• _INSTRUCTION_
Reproduce the records below without any change, from the line with "Locate the soldier in uniform." up to and including the line with "xmin=149 ymin=99 xmax=210 ymax=122".

• _ENTRIES SUPPLIED_
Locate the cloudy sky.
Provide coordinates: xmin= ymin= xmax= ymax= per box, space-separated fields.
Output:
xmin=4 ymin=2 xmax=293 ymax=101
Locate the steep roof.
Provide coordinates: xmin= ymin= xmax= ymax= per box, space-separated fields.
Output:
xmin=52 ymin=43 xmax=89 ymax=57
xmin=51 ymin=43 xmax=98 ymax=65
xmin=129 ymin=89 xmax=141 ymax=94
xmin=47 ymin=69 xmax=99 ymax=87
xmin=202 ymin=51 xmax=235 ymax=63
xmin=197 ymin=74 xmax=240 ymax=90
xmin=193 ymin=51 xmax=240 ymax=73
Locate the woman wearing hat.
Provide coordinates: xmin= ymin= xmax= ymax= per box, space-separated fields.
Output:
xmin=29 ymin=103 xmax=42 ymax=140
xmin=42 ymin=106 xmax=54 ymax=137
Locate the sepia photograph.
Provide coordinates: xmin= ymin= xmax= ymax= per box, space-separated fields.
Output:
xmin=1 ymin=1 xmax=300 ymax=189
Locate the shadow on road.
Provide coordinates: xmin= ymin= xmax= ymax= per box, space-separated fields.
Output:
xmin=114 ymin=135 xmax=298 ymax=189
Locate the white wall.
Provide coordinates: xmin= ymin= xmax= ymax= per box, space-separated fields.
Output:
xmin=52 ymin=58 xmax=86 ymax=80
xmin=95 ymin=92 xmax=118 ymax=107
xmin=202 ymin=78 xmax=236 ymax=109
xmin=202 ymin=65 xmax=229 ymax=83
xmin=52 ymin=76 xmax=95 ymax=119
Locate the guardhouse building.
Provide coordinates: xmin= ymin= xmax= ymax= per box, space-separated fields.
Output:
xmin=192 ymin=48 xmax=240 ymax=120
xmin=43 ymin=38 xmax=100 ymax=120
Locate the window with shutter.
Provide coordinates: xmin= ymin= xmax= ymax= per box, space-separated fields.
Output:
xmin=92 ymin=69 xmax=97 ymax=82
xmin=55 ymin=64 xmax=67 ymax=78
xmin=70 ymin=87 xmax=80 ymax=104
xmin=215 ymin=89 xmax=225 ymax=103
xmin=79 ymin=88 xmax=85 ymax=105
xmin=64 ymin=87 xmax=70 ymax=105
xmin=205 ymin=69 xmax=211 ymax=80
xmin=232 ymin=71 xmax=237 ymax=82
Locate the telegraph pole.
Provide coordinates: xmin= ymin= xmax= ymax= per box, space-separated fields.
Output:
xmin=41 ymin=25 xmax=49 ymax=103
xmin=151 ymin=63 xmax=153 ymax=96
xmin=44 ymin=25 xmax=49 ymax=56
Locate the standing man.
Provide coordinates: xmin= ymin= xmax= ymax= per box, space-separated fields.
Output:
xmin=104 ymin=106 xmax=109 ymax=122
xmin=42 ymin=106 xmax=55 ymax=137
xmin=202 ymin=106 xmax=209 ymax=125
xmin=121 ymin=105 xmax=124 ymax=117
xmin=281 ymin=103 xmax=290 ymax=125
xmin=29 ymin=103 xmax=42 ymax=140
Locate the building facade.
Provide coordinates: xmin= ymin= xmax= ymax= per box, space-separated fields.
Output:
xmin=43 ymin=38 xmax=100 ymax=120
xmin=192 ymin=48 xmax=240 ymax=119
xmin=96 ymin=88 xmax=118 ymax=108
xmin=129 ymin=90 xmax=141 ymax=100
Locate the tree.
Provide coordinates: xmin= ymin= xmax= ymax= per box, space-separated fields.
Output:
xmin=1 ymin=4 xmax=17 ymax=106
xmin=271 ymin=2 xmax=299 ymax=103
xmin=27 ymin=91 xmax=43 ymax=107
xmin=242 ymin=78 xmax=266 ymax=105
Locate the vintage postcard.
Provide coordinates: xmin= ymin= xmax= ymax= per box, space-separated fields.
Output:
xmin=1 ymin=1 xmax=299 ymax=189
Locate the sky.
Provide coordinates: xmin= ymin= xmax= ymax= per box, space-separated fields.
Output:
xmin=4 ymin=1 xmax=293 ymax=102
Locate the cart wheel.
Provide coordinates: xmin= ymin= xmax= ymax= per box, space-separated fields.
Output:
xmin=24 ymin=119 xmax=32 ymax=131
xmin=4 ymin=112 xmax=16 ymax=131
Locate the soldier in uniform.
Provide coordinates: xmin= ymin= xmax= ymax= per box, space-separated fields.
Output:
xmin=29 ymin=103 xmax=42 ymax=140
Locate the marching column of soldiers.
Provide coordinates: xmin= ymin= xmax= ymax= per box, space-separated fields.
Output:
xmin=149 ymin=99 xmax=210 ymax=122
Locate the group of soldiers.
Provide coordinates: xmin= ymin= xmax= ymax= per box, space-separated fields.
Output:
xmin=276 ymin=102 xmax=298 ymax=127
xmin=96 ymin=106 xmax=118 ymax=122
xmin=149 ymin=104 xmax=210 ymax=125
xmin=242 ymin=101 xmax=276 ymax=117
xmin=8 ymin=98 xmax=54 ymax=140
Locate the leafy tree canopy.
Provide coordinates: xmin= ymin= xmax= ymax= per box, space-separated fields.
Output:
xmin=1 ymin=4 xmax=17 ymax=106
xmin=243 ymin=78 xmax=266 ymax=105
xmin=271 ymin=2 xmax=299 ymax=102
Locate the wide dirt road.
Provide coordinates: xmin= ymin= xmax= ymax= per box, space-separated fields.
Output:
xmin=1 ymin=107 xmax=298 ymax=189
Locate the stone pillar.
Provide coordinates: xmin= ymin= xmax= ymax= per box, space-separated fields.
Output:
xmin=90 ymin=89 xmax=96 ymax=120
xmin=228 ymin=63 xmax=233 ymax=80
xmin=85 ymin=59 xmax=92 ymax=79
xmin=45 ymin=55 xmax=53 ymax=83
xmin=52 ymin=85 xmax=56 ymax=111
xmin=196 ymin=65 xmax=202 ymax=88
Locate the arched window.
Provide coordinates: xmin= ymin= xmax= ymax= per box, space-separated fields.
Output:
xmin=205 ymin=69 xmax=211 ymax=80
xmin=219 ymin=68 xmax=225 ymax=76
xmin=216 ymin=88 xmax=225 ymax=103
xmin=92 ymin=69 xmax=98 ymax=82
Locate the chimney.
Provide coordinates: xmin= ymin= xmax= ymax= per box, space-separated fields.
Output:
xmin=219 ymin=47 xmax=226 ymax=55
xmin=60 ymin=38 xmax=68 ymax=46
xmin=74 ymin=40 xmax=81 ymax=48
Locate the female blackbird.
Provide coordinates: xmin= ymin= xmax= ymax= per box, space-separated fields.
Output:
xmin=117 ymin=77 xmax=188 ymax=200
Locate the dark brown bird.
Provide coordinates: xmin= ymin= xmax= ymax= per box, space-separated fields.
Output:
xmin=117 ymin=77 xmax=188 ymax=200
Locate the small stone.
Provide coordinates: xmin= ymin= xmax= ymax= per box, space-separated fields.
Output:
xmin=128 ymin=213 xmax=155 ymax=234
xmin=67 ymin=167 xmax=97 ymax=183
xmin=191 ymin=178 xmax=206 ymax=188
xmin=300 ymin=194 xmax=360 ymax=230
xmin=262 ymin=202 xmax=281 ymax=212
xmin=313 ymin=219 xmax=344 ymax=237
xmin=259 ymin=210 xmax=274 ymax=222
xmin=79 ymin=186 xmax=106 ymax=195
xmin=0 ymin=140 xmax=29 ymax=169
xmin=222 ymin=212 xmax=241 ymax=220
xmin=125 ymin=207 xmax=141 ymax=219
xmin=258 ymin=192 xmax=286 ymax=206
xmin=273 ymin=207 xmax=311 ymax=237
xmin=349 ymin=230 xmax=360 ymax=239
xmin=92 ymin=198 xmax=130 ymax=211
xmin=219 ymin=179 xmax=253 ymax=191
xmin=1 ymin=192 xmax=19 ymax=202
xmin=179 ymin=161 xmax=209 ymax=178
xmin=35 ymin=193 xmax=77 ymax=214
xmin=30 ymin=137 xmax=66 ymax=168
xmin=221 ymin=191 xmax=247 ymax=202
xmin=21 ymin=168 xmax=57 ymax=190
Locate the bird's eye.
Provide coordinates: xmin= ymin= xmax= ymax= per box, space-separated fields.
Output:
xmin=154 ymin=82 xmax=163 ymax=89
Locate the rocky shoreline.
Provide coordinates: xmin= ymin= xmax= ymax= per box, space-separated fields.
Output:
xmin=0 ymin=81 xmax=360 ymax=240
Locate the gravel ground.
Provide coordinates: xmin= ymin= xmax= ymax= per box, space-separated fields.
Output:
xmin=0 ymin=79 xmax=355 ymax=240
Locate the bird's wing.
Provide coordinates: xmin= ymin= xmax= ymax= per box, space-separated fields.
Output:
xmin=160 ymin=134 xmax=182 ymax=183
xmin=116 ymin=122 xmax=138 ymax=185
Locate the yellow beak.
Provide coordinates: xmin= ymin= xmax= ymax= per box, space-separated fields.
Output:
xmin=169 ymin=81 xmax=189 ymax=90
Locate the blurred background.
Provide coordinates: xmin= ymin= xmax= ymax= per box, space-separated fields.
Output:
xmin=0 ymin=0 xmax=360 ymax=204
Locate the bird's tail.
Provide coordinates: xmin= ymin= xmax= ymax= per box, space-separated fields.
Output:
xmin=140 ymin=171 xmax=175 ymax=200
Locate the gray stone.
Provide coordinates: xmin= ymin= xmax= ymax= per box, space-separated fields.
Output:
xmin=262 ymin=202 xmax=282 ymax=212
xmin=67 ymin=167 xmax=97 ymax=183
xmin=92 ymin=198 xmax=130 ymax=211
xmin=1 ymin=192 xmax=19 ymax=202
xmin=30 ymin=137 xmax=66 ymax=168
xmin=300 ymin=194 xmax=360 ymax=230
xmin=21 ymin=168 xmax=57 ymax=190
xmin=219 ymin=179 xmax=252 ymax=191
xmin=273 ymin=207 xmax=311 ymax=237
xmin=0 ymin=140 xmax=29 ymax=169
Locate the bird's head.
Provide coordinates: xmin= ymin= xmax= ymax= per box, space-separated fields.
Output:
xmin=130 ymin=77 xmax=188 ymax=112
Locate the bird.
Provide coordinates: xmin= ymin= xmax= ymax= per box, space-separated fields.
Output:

• _RESULT_
Locate the soldier in uniform.
Provide coordinates: xmin= ymin= xmax= ymax= per box, space-separated fields.
Output:
xmin=29 ymin=103 xmax=42 ymax=140
Locate the marching column of soldiers.
Provide coordinates: xmin= ymin= xmax= ymax= per box, space-separated fields.
Output:
xmin=149 ymin=99 xmax=210 ymax=122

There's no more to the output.